- _About this exercise_
Copy exactly the line containing "If you could mark the farmland" and all lines after it, through the last line of the material below; omit everything before it.

- _Supplied material_
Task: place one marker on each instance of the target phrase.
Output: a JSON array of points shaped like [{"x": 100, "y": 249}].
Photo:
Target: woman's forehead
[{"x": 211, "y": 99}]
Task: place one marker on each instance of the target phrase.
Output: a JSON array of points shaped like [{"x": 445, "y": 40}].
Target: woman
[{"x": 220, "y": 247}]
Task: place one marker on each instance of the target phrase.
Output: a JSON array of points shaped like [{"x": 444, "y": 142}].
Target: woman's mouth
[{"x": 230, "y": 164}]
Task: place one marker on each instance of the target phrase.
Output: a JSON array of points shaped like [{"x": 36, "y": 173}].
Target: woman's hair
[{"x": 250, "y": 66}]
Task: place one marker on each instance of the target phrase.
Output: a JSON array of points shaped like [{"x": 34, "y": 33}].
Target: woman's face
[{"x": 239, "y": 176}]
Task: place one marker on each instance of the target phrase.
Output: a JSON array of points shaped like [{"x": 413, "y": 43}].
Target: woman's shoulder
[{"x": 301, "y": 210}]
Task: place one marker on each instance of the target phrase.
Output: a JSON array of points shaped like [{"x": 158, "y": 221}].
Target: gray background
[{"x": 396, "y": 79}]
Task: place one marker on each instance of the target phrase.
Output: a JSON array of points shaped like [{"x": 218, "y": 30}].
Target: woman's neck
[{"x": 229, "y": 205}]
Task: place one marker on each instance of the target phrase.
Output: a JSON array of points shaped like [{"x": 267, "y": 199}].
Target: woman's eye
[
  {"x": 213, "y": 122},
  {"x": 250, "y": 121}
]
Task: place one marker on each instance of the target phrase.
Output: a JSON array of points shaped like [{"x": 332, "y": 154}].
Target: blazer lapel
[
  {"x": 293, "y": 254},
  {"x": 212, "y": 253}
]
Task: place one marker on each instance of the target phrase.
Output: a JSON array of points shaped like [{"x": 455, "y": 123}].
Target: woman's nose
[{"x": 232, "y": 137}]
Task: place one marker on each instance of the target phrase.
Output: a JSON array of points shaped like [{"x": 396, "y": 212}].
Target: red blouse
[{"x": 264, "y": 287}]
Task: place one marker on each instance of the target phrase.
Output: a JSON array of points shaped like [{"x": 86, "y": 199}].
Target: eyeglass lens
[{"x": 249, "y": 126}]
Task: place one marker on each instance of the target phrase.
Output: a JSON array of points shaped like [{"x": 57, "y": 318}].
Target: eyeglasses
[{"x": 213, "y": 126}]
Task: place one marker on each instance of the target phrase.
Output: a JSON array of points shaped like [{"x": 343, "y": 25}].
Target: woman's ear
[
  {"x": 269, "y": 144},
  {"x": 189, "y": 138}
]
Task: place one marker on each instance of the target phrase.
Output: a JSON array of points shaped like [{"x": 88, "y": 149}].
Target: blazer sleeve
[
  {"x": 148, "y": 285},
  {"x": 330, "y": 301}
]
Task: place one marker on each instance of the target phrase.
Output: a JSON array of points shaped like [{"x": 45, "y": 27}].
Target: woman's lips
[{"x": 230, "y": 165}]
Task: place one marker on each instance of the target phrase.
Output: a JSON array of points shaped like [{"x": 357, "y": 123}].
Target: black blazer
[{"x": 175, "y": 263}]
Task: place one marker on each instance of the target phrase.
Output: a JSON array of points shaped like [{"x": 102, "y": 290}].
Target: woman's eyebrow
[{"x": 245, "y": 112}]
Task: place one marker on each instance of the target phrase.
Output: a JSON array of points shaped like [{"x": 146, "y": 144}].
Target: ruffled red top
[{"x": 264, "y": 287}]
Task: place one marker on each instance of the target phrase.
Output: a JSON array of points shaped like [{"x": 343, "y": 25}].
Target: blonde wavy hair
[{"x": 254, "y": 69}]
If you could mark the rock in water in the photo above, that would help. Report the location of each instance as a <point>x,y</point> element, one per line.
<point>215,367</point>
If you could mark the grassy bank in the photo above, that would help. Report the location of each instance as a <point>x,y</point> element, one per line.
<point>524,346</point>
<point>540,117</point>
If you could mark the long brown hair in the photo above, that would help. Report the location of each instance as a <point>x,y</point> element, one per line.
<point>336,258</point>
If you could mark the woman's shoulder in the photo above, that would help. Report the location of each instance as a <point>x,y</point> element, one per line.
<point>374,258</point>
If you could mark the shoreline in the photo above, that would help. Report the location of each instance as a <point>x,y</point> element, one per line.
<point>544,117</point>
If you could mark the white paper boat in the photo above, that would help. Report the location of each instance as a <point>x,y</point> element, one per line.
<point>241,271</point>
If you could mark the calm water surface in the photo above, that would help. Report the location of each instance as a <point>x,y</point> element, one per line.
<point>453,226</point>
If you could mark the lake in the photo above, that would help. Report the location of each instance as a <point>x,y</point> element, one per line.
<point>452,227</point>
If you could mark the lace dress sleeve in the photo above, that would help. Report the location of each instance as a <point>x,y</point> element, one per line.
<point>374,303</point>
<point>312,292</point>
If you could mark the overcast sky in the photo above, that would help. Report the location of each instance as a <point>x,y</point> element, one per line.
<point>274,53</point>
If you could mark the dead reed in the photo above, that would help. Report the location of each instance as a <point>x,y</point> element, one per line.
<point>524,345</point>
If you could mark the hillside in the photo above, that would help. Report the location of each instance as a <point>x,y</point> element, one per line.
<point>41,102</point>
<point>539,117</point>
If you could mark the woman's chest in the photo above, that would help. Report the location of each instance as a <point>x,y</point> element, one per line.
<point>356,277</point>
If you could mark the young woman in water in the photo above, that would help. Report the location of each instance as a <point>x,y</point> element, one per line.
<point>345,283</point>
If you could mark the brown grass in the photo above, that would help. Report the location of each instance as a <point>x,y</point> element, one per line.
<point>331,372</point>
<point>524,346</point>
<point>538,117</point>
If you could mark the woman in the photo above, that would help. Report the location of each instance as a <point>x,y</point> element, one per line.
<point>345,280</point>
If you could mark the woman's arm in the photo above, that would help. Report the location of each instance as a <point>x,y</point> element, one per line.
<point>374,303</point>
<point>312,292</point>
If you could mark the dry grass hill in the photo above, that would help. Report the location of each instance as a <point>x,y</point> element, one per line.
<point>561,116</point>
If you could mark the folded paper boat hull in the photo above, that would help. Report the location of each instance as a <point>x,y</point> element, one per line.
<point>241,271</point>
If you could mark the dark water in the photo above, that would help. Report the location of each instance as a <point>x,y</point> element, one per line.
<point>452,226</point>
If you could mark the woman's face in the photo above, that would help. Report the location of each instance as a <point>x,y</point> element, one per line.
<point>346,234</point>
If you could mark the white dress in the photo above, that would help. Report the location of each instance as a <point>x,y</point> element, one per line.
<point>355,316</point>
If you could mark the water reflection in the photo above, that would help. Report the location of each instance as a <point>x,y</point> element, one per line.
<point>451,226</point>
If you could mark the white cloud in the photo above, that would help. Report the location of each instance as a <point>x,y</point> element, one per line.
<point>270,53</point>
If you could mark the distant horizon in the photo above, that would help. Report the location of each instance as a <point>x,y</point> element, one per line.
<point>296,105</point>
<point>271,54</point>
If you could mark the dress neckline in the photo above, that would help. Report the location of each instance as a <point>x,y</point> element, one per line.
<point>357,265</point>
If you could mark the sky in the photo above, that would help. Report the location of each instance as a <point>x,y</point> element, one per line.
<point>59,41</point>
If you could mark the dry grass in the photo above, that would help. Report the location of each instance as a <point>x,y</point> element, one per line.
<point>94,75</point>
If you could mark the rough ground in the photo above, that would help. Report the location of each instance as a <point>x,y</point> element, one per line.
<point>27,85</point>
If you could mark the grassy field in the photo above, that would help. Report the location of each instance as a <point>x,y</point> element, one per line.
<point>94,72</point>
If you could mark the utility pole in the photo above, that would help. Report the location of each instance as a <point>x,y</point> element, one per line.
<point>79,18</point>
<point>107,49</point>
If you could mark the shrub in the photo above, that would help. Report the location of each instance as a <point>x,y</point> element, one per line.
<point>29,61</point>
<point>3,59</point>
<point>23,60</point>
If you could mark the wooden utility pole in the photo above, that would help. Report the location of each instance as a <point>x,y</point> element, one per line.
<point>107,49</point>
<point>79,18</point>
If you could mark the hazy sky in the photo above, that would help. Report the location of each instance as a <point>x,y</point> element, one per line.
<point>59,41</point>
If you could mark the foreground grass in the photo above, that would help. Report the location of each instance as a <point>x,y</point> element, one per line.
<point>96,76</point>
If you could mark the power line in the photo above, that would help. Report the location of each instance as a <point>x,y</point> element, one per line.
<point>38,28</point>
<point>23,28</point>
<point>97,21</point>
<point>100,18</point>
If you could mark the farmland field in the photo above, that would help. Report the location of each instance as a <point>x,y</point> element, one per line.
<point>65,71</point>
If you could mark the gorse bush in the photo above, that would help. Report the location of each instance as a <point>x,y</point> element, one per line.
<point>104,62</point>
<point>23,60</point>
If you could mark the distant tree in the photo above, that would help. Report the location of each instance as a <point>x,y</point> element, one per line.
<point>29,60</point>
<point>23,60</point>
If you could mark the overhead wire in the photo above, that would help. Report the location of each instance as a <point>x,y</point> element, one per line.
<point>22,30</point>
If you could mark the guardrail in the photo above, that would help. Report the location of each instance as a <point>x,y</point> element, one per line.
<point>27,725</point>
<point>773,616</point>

- _Written response_
If you could mark the farmland field in the photo above, that would help. Report the location of each instance as a <point>x,y</point> element, one per line.
<point>65,71</point>
If you could mark the gorse bush in the photo above, that would help. Report the location of each instance as a <point>x,y</point> element, one per line.
<point>104,62</point>
<point>23,60</point>
If you could mark the distant tree in the photo above, that would help. Report the location of each instance as a <point>x,y</point> element, one per line.
<point>29,60</point>
<point>23,60</point>
If you could mark the overhead wire in the photo above, that would help. Report the location of each instance as a <point>x,y</point> element, one per line.
<point>22,30</point>
If you could mark the guardrail in the photo above, that would help. Report the location of each instance as a <point>x,y</point> element, one per line.
<point>27,725</point>
<point>773,616</point>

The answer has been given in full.